◆ **Questions**:
1 > Retype the portion of the passage on eukaryotic DNA replication starting at "The leading strand" and ending at "nucleosomes during eukaryotic DNA replication?".
2 > Write what comes next in the passage on eukaryotic DNA replication, picking up after its final line.

--- Document segment Enclosed Below ---

8.7
Q1: Why does eukaryotic DNA replication start at multiple origins instead of one?
Eukaryotic chromosomes are much larger than prokaryotic genomes, making replication from a single origin too slow. Multiple origins of replication allow simultaneous replication across the chromosome, dramatically reducing the time needed to duplicate the entire genome before cell division. The origin recognition complex identifies and binds these origins to initiate replication.
Q2: What is the role of RNA primers in eukaryotic DNA replication?
RNA primers are short nucleotide sequences synthesized by primase that provide the starting point for DNA polymerase to bind and begin copying DNA. Because DNA polymerase cannot initiate synthesis de novo, primers are essential for both leading and lagging strand synthesis. After replication, RNase enzymes remove these primers and DNA polymerase fills the resulting gaps.
Q3: How do leading and lagging strands differ during eukaryotic DNA replication?
The leading strand is synthesized continuously in the 5' to 3' direction as the replication fork advances. The lagging strand is synthesized discontinuously in short fragments called Okazaki fragments, which are 100–200 base pairs long. This difference occurs because DNA polymerase can only synthesize in one direction, requiring the lagging strand to be built in segments that are later joined together.
Q4: What happens to nucleosomes during eukaryotic DNA replication?
As replication forks move along the chromosome, they disrupt nucleosomes ahead of them. These nucleosomes are then reassembled on the newly synthesized daughter strands, maintaining the chromatin structure and preserving gene regulation patterns. This ensures that epigenetic information is properly inherited during cell division.
Q5: Why do telomeres shorten with each cell division in eukaryotes?

--- End of Enclosed Document segment ---
--- Entries shown Enclosed Below ---

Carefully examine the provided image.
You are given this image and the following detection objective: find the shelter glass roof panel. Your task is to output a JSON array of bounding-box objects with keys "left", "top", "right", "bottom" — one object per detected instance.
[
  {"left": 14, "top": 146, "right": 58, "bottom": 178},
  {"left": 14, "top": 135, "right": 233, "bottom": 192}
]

--- End of Enclosed Entries shown ---

◆ **Answers to the tasks**:
1 >
The leading strand is synthesized continuously in the 5' to 3' direction as the replication fork advances. The lagging strand is synthesized discontinuously in short fragments called Okazaki fragments, which are 100–200 base pairs long. This difference occurs because DNA polymerase can only synthesize in one direction, requiring the lagging strand to be built in segments that are later joined together.
Q4: What happens to nucleosomes during eukaryotic DNA replication?

2 >
Eukaryotic chromosomes are linear, and because of how the lagging strand is synthesized, the terminal RNA primer cannot be fully replaced with DNA. This leaves a gap at the chromosome end, causing a small amount of telomeric DNA to be lost with each replication cycle. Over many cell divisions, telomeres gradually shorten, serving as a marker of cellular aging.
Q6: How does telomerase prevent chromosome degradation?
Telomerase is an enzyme expressed in certain cell populations, such as germ cells and stem cells, that extends telomeres by adding non-coding repetitive DNA sequences to chromosome ends. This lengthening compensates for the DNA lost during replication, allowing these cells to undergo additional cell cycles before telomeres become critically short and trigger cellular senescence.
Q7: What is the role of DNA ligase in completing eukaryotic DNA replication?
DNA ligase seals the gaps between adjacent DNA fragments, particularly the Okazaki fragments on the lagging strand after RNA primers are removed and gaps are filled by DNA polymerase. This enzyme catalyzes the formation of phosphodiester bonds, creating a continuous DNA backbone and completing the replication process.